Problem statement:
Can you gather every line of the entries below that contains the string "write" and copy each one out in full?

---- Exercise data

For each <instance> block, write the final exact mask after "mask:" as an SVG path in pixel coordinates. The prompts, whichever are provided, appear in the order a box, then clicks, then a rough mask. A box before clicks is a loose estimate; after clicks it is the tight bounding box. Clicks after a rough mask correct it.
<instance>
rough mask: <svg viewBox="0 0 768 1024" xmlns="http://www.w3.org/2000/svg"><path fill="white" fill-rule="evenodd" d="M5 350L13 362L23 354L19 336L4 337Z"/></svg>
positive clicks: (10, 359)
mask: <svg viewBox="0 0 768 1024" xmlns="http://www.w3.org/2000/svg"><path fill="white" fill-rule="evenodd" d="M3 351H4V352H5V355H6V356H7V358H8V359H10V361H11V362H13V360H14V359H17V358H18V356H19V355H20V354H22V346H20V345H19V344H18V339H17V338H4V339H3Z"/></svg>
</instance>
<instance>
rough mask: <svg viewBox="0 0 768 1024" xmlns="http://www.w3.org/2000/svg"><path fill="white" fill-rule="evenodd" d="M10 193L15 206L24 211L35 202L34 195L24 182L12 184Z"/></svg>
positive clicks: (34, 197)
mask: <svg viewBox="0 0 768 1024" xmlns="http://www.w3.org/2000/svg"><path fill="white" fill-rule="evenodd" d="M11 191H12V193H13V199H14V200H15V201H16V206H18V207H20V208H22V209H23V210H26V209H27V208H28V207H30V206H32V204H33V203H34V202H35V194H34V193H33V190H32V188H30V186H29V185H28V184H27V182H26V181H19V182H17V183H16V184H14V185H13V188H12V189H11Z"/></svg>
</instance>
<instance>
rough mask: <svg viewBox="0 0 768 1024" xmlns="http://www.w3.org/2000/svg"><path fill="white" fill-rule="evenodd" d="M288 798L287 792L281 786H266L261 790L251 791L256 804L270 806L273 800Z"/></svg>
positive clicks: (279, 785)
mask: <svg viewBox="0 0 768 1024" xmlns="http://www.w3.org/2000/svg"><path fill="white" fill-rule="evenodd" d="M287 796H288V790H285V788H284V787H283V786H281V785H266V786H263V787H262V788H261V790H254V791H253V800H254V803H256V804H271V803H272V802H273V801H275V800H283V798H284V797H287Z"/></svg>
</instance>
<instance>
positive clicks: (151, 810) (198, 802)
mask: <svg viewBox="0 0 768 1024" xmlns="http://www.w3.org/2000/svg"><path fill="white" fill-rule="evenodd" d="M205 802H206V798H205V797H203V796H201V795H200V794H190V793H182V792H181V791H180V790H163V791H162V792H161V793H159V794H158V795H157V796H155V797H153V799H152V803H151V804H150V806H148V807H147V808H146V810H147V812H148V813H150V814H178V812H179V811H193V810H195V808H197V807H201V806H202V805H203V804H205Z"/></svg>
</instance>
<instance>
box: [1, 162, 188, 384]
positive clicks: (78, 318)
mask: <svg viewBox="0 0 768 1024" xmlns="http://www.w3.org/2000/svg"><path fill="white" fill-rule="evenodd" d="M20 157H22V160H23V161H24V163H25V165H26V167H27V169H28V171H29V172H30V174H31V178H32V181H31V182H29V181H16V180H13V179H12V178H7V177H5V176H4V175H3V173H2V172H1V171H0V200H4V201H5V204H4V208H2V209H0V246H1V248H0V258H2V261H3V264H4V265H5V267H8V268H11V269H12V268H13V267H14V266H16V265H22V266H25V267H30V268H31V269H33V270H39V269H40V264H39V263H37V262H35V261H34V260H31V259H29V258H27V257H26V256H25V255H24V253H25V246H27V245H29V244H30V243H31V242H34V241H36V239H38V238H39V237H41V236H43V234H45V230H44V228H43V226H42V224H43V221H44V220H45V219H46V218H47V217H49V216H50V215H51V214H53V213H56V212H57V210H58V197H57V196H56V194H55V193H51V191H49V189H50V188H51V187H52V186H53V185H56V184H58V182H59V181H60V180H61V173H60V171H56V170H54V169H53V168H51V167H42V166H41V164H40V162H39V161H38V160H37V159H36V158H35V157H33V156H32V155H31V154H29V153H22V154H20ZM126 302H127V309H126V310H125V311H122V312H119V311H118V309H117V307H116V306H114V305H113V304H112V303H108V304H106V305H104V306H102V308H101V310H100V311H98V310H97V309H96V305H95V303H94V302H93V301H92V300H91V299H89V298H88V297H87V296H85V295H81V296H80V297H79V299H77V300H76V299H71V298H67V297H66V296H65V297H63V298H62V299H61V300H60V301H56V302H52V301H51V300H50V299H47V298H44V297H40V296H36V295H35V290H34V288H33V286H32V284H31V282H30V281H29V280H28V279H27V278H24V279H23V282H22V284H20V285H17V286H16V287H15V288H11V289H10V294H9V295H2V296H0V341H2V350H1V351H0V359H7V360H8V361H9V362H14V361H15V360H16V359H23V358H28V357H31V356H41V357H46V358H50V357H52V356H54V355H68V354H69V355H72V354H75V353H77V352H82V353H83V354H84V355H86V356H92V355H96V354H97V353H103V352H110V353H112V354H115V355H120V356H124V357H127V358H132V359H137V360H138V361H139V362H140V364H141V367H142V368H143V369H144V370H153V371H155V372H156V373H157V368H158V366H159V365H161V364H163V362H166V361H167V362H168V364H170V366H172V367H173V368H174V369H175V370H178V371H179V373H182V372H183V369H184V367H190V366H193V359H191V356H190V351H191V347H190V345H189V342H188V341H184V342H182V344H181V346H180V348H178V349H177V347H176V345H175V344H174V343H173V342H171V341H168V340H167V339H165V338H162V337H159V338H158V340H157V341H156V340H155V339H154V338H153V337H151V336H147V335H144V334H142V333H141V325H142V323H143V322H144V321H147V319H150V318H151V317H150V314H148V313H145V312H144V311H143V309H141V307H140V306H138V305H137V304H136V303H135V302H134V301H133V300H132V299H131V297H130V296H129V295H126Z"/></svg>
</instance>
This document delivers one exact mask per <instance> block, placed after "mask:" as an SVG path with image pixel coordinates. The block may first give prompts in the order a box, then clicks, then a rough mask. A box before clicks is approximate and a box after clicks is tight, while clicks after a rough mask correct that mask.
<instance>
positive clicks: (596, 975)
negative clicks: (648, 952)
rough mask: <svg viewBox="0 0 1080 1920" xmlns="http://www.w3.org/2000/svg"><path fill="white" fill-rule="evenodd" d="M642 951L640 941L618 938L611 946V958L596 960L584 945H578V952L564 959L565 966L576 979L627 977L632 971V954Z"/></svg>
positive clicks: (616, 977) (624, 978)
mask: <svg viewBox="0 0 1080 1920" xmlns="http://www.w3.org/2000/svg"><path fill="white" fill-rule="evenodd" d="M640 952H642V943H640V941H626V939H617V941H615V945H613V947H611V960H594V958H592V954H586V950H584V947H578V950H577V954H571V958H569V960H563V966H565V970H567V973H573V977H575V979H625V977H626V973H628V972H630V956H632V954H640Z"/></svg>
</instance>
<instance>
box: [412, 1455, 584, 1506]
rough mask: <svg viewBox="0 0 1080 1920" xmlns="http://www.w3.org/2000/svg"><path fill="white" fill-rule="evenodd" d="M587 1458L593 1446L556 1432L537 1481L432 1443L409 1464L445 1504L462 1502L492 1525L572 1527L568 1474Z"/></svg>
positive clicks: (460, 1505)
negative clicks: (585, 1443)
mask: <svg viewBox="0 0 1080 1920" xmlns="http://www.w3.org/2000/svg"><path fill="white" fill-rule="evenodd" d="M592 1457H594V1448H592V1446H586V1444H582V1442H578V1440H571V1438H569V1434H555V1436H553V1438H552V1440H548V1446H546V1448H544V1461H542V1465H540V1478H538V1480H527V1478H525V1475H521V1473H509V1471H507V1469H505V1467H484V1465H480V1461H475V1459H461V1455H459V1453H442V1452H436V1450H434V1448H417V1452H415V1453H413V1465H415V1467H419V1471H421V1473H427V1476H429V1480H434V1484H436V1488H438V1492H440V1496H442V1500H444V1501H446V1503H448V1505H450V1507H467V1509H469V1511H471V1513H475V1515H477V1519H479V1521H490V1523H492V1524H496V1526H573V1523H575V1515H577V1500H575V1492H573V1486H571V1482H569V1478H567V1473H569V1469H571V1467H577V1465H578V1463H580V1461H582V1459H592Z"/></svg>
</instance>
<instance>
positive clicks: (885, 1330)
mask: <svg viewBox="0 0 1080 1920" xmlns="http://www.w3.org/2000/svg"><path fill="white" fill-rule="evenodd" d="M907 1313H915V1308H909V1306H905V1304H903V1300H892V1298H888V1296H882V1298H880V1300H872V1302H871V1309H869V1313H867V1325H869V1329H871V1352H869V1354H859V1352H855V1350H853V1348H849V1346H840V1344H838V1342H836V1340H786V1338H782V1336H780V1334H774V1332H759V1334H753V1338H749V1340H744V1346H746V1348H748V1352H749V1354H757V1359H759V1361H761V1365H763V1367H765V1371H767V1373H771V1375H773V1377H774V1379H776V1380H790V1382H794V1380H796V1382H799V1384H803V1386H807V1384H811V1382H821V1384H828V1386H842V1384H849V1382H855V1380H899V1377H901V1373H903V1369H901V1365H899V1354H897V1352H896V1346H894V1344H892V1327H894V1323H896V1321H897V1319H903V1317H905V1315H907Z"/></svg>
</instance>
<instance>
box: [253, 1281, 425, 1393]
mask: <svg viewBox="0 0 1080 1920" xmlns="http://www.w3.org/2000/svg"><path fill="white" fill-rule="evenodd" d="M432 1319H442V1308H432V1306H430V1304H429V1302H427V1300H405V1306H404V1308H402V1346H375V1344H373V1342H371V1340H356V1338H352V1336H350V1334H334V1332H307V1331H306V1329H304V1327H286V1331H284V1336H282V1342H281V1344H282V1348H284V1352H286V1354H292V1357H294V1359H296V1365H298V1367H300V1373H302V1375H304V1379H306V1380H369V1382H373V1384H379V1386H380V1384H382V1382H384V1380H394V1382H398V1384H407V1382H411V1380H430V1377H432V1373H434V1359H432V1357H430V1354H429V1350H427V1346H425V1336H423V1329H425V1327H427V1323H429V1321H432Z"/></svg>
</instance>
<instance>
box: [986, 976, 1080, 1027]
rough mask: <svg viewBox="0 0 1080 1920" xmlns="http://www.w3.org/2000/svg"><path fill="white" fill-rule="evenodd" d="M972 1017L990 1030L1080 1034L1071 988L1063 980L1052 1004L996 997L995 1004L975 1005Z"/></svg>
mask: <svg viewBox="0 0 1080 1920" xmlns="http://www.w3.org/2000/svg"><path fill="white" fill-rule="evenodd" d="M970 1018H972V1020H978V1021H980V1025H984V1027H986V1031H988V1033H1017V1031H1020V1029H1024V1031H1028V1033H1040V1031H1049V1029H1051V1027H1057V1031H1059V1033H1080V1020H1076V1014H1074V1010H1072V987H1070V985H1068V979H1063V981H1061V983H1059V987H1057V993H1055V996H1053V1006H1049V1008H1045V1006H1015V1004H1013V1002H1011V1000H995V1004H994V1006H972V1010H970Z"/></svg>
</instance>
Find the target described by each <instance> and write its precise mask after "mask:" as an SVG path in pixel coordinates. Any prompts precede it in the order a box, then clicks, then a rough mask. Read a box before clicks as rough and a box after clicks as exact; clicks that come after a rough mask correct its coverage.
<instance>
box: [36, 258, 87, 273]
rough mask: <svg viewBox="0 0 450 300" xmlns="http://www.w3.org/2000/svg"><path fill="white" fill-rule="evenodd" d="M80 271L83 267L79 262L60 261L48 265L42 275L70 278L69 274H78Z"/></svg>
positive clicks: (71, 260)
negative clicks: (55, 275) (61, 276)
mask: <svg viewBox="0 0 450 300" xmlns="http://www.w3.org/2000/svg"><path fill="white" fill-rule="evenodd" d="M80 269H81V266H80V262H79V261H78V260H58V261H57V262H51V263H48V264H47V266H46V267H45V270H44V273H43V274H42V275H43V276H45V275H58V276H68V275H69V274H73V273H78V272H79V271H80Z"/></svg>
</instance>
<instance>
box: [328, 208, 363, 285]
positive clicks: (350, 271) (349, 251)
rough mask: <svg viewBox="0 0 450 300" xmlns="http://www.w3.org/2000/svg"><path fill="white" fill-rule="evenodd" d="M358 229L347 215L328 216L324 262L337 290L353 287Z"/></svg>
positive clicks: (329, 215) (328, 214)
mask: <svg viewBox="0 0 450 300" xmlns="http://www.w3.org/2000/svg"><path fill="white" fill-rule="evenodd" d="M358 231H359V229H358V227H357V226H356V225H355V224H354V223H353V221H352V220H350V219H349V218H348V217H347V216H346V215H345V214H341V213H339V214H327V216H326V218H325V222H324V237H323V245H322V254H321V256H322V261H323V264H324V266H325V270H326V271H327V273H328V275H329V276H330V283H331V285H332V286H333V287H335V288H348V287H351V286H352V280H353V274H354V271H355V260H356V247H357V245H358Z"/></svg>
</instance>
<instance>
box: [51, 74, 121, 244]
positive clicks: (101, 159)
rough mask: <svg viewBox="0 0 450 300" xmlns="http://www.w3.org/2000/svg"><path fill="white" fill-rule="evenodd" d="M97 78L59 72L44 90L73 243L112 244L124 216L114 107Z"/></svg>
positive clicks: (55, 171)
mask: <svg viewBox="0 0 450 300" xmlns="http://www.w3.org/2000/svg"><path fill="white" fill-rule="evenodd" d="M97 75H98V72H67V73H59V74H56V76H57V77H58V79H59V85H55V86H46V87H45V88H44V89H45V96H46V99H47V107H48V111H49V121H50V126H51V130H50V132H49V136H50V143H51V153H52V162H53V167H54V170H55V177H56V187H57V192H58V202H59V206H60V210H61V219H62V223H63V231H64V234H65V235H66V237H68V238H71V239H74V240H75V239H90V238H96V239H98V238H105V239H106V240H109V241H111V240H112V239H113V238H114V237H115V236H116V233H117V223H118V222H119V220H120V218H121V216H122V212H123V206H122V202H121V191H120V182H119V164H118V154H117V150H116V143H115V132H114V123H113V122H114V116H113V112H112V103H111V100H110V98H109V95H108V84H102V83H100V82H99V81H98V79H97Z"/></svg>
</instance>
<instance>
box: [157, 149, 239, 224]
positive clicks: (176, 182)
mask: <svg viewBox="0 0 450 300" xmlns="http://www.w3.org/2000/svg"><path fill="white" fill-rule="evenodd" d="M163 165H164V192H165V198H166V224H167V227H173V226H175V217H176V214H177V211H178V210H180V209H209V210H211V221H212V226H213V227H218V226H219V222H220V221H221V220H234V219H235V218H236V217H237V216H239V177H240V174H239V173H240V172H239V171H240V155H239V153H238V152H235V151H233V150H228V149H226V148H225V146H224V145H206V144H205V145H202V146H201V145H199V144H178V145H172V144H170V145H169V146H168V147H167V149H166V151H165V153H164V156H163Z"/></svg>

--------

Exercise response:
For each <instance> block, write the final exact mask after "mask:" as an SVG path in pixel coordinates. The prompts, whichever are provided, appear in the order a box, then clicks, then a rough mask. A box before clicks is a loose estimate; after clicks it is the tight bounding box. Clicks after a rough mask correct it.
Find the target described by each <instance> and write its precise mask after "mask:" as an SVG path in pixel coordinates. Any prompts precede it in the order a box, then clicks, then a rough mask. Read a box before clicks as rough and a box after clicks as exact; clicks that come after a rough mask correct its coverage.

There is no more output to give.